Exercises to complete.
A - Please return the passage of the landmine thread starting at "## midget-boyd91 (16" and ending at "you've earned it.", copied word for word.
B - Write the next part of the forum thread about the Canadian soldier hurt by a landmine, picking up after the last line shown.

# Canadian soldier injured by Afghanistan landmine



## Mike Baker (16 Dec 2006)

> CTV.ca News Staff
> 
> A Canadian soldier is in serious but stable condition after stepping on a landmine in the Panjwaii district of Afghanistan on Saturday.
> 
> ...


http://www.ctv.ca/servlet/ArticleNews/story/CTVNews/20061216/canadian_soldier_061216/20061216?hub=TopStories

A speedy recovery.


----------



## midget-boyd91 (16 Dec 2006)

I was reading on CTV, it says the soldier is Private Frederic Couture a Vandoo.


----------



## gaspasser (16 Dec 2006)

Best wishes on a speedy recovery.
Enjoy your leave soldier, you've earned it.


----------



## schart28 (16 Dec 2006)

Raw data.

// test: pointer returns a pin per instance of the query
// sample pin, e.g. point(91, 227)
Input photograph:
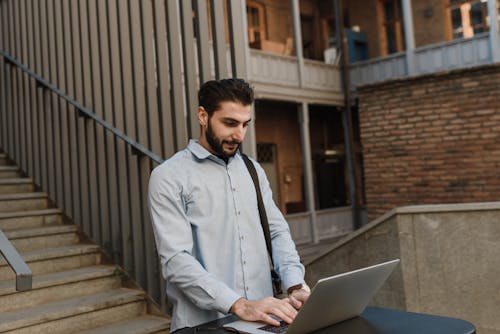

Answers to the problems.
A -
## midget-boyd91 (16 Dec 2006)

I was reading on CTV, it says the soldier is Private Frederic Couture a Vandoo.


----------



## gaspasser (16 Dec 2006)

Best wishes on a speedy recovery.
Enjoy your leave soldier, you've earned it.

B -
have a prompt recovery


----------



## geo (16 Dec 2006)

well.... He is apparently doing OK,  Best wishes for a speedy recovery


----------



## Mike Baker (16 Dec 2006)

geo said:
			
		

> well.... He is apparently doing OK,  Best wishes for a speedy recovery


Thats good news. Speedy recovery to you, Private Frederic Couture. And to the others over there, stay safe.


----------



## vonGarvin (16 Dec 2006)

God Speed soldier!  Get well!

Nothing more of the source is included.